_WHAT YOU NEED TO DO_
1. Answer these from the article on Hoylake's new lifeboat coxswain:
(a) Where will Andy Dodd take up his new role?
(b) At which lifeboat station did Howie Owen begin volunteering?
(c) In what year did Howie become an Inshore Rescue Hovercraft commander?
2. Translate this sentence from the article on Hoylake's new lifeboat coxswain into Spanish: "Howie has volunteered for the RNLI for almost 30 years and has had a long career in the maritime sector."
3. Carry on the article on Hoylake's new lifeboat coxswain from its final sentence.

_PASSAGE_
= = = = = = =
Hoylake RNLI lifeboat station has a new Coxswain at the helm.
Howard ‘Howie’ Owen (pictured right) takes over the lifesaving role from Andy Dodd (pictured left), who is leaving to take up a new role as an Area Lifesaving Manager in Cardigan Bay.
Howie has volunteered for the RNLI for almost 30 years and has had a long career in the maritime sector.
He worked as a Boating Officer with the British Antarctic Survey at Rothera Research Station in Antarctica and King Edward Point Research Station in South Georgia.
Howie also worked on private superyachts before joining the Royal Fleet Auxiliary, which provides logistical and operational support to the Royal Navy and Royal Marines. More recently, he worked on pilot boats operating out of the River Mersey.
Howie began volunteering with the Royal National Lifeboat Institution at West Kirby RNLI lifeboat station in the early 1990s.
He served for over 20 years on West Kirby RNLI’s inshore lifeboat, before joining the all-weather lifeboat crew at Hoylake. He became a Deputy Second Coxswain in 2014 and an Inshore Rescue Hovercraft commander in 2018.
He said: ‘It’s an honour to take on this role and I’m looking forward to keeping up the high standards and lifesaving traditions of Hoylake RNLI.
“We have a fantastic team of volunteers at Hoylake, not just on our lifeboat, hovercraft, shore and tractor crews, but also on our management, fundraising, media and shop teams.
= = = = = = =
_DATA UNDER STUDY_
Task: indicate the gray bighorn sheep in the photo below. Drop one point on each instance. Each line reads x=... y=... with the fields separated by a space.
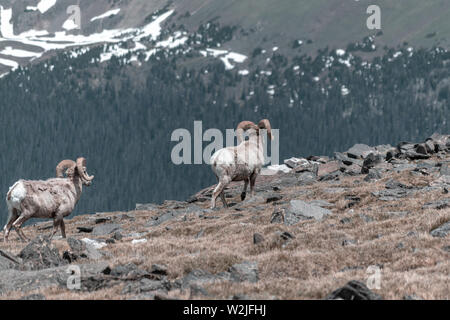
x=240 y=163
x=54 y=198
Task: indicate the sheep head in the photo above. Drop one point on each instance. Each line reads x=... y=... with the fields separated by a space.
x=81 y=168
x=72 y=168
x=254 y=129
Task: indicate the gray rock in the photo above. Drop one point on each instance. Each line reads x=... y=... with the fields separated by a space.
x=36 y=296
x=277 y=217
x=105 y=229
x=440 y=204
x=444 y=170
x=360 y=151
x=146 y=206
x=258 y=238
x=373 y=174
x=8 y=261
x=39 y=254
x=300 y=210
x=246 y=271
x=441 y=231
x=14 y=280
x=353 y=290
x=146 y=285
x=159 y=269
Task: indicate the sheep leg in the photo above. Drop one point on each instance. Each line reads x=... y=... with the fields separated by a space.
x=56 y=223
x=218 y=191
x=222 y=196
x=252 y=184
x=244 y=192
x=62 y=226
x=18 y=224
x=8 y=226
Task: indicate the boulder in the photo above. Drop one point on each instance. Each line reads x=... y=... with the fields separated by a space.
x=360 y=151
x=246 y=271
x=353 y=290
x=39 y=254
x=441 y=231
x=105 y=229
x=300 y=210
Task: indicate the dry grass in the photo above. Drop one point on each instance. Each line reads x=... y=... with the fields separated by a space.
x=311 y=265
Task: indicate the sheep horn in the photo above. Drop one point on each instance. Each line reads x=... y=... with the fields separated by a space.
x=265 y=124
x=242 y=127
x=62 y=166
x=81 y=162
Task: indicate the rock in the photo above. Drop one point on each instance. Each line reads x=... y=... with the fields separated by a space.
x=117 y=236
x=146 y=285
x=370 y=161
x=373 y=174
x=412 y=297
x=300 y=210
x=348 y=242
x=39 y=254
x=196 y=290
x=421 y=148
x=258 y=238
x=438 y=205
x=345 y=220
x=277 y=217
x=8 y=261
x=36 y=296
x=85 y=229
x=274 y=198
x=146 y=206
x=327 y=168
x=246 y=271
x=295 y=162
x=105 y=229
x=441 y=231
x=359 y=151
x=366 y=218
x=14 y=280
x=444 y=170
x=159 y=269
x=321 y=203
x=353 y=290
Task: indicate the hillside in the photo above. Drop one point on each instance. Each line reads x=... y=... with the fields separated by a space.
x=305 y=234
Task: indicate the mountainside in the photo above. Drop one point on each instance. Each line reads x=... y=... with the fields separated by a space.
x=373 y=224
x=115 y=90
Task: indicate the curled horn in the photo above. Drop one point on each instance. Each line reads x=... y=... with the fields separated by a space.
x=63 y=165
x=265 y=124
x=81 y=164
x=242 y=127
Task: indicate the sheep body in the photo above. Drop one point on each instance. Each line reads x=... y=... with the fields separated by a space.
x=240 y=163
x=53 y=198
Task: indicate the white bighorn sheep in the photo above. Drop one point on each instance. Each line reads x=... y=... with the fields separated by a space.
x=54 y=198
x=240 y=163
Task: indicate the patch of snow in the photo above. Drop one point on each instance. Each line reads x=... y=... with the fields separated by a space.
x=69 y=24
x=107 y=14
x=94 y=243
x=9 y=51
x=340 y=52
x=344 y=90
x=137 y=241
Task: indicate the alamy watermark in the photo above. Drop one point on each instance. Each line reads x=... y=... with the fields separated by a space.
x=190 y=148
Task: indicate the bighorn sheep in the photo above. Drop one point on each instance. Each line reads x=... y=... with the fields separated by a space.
x=54 y=198
x=240 y=163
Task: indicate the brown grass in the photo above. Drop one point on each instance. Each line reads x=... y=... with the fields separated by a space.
x=310 y=266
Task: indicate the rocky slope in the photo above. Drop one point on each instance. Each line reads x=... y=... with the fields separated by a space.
x=314 y=231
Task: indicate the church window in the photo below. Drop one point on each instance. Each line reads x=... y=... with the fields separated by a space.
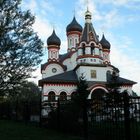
x=92 y=49
x=63 y=96
x=76 y=41
x=83 y=48
x=51 y=96
x=70 y=42
x=93 y=74
x=73 y=95
x=54 y=70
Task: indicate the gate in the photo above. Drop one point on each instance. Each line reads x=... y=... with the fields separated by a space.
x=115 y=117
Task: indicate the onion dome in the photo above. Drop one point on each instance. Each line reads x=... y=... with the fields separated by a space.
x=53 y=39
x=88 y=15
x=105 y=44
x=74 y=26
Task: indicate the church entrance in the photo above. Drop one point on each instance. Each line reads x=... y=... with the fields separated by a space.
x=98 y=94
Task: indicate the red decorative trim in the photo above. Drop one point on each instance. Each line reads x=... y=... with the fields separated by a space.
x=106 y=50
x=69 y=56
x=74 y=32
x=44 y=66
x=89 y=55
x=54 y=46
x=59 y=84
x=98 y=86
x=126 y=85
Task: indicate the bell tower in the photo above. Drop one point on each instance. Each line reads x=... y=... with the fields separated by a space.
x=53 y=43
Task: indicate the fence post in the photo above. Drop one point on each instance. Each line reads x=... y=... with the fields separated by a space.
x=126 y=116
x=85 y=119
x=58 y=114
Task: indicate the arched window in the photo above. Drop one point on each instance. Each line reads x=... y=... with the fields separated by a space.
x=92 y=49
x=98 y=94
x=73 y=94
x=83 y=48
x=63 y=96
x=108 y=75
x=51 y=96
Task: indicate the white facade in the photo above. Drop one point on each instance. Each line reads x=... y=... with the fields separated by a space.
x=86 y=56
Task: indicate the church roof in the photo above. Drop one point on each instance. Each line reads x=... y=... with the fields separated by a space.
x=53 y=39
x=105 y=44
x=89 y=30
x=74 y=26
x=119 y=80
x=66 y=77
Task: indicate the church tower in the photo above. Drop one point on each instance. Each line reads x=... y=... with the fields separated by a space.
x=53 y=43
x=89 y=49
x=106 y=50
x=74 y=30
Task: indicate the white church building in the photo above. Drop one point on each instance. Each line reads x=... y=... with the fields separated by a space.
x=86 y=55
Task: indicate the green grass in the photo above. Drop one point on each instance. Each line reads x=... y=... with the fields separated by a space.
x=10 y=130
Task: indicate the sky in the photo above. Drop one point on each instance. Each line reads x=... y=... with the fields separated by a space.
x=119 y=20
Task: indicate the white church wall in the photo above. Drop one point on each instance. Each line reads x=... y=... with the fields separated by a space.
x=58 y=88
x=127 y=88
x=71 y=62
x=49 y=70
x=93 y=73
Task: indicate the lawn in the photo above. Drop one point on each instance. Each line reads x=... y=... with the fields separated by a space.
x=10 y=130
= = = = = = =
_ANSWERS TO EACH TASK_
1.
(a) Cardigan Bay, as an Area Lifesaving Manager.
(b) West Kirby RNLI lifeboat station.
(c) 2018.

2. Howie lleva casi 30 años como voluntario de la RNLI y ha tenido una larga carrera en el sector marítimo.

3.
“We couldn’t keep our charity’s lifesaving service running without each volunteer, their families, and our wider station community.’
“I’m excited to take on this new challenge and would like to thank Andy for his leadership and commitment over the years, particularly through the difficult period of the pandemic. On behalf of everyone at Hoylake Lifeboat Station, I wish him all the very best in his new role with the RNLI.”
On stepping down as Coxswain, Andy Dodd said: “It’s been an honour to serve as an RNLI Coxswain and a privilege to work with such a fantastic team. Thank you to everyone who has supported me and the station over the years. I wish Howie and the team a safe and successful future.”
The Inshore Rescue Hovercraft Hurley Spirit has also been stationed at Hoylake since 2016 and can reach areas inaccessible to conventional lifeboats, including the mud flats of the Dee Estuary, the Wirral coast and the River Mersey.